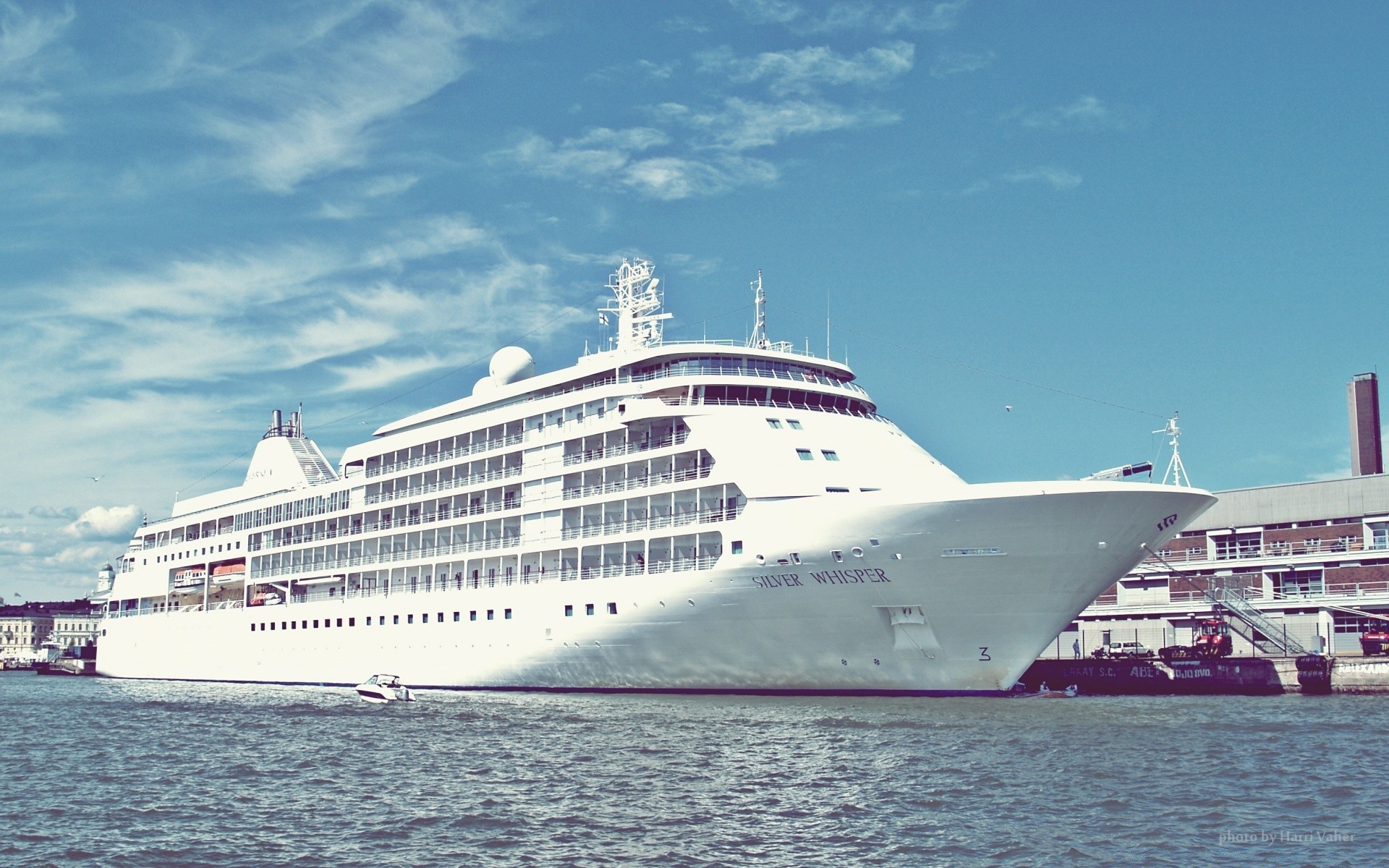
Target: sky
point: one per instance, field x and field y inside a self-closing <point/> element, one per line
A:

* * *

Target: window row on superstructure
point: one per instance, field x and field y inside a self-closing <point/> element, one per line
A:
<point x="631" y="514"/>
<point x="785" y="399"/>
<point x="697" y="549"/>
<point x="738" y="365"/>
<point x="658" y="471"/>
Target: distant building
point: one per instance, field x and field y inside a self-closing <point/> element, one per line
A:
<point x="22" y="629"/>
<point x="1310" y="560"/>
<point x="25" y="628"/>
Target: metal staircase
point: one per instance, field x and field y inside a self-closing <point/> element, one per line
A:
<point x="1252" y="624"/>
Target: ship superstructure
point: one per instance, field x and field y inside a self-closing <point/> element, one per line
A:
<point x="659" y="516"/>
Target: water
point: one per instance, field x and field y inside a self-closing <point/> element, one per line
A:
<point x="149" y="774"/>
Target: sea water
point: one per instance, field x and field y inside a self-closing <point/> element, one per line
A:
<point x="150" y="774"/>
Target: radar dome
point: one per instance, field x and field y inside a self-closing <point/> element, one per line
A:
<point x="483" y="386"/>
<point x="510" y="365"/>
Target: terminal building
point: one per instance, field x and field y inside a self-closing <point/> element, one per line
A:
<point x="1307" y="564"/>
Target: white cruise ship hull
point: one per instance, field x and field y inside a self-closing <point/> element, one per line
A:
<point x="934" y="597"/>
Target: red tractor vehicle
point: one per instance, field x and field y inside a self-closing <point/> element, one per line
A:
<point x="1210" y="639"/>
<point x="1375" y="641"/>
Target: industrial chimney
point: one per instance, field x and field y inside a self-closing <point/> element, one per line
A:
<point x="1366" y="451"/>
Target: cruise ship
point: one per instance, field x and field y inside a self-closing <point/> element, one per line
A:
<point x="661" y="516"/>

— Prompt —
Gather every line of the material above that contains the string "superstructure", and copy each one out in full. Case counts.

— Answer —
Target: window row on superstructure
Target: ship superstructure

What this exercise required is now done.